*** Opening of INFORMATION ***

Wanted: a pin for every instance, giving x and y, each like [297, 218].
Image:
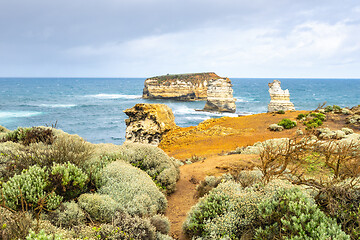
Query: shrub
[209, 183]
[132, 188]
[3, 129]
[127, 227]
[69, 180]
[161, 223]
[70, 148]
[342, 201]
[329, 109]
[154, 161]
[30, 188]
[100, 207]
[42, 236]
[301, 116]
[287, 123]
[290, 214]
[276, 127]
[14, 225]
[69, 214]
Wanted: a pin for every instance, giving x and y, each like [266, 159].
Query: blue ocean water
[93, 107]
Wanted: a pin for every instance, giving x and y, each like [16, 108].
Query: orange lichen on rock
[224, 134]
[148, 122]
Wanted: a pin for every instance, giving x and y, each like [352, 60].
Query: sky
[144, 38]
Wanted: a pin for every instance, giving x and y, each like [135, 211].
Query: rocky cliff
[280, 99]
[147, 123]
[220, 96]
[184, 87]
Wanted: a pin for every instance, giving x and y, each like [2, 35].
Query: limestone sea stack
[147, 123]
[220, 96]
[183, 87]
[280, 99]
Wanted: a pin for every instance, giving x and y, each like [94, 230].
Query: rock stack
[147, 123]
[220, 96]
[280, 99]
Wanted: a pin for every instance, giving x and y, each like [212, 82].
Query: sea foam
[114, 96]
[18, 114]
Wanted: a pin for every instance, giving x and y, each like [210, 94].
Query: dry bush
[276, 156]
[14, 225]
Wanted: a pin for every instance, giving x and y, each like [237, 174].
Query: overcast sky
[143, 38]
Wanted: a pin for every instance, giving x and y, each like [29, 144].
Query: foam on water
[58, 105]
[18, 114]
[114, 96]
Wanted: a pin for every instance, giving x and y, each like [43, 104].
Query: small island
[216, 90]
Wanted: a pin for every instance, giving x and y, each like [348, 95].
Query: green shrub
[69, 214]
[3, 129]
[290, 214]
[100, 207]
[69, 180]
[229, 210]
[132, 188]
[154, 161]
[287, 123]
[342, 201]
[161, 223]
[301, 116]
[320, 116]
[42, 236]
[329, 109]
[14, 225]
[336, 108]
[70, 148]
[125, 226]
[30, 188]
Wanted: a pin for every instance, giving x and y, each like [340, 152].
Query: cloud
[149, 37]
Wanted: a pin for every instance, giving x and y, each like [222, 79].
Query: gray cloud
[146, 37]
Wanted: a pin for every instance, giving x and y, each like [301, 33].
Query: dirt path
[180, 202]
[216, 136]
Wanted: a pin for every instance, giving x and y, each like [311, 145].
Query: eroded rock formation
[220, 96]
[280, 99]
[184, 87]
[147, 123]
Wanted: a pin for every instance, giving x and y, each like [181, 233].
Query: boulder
[147, 123]
[280, 99]
[220, 96]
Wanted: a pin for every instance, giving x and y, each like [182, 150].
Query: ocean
[93, 107]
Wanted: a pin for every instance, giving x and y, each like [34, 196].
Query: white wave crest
[114, 96]
[18, 114]
[57, 105]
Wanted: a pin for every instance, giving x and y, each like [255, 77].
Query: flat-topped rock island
[216, 90]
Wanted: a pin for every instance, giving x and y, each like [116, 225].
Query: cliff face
[148, 122]
[220, 96]
[280, 99]
[184, 87]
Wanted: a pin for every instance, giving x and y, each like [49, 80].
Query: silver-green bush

*** Close of INFORMATION ***

DIRECTIONS:
Copy exactly what appears in the entries, beginning with the first line and ending with the line that has "like [16, 108].", but not the pictures.

ANSWER:
Wanted: a pin for every instance, giving x and y, each like [297, 218].
Image:
Query: shrub
[209, 183]
[132, 188]
[3, 129]
[127, 227]
[69, 180]
[161, 223]
[70, 148]
[342, 201]
[329, 109]
[154, 161]
[30, 188]
[100, 207]
[42, 236]
[301, 116]
[287, 123]
[290, 214]
[276, 127]
[14, 225]
[69, 214]
Wanted: a pin for every instance, giving x and y, each like [266, 159].
Query: blue ocean water
[93, 107]
Wanted: a pin for every instance, giving x and y, each like [16, 108].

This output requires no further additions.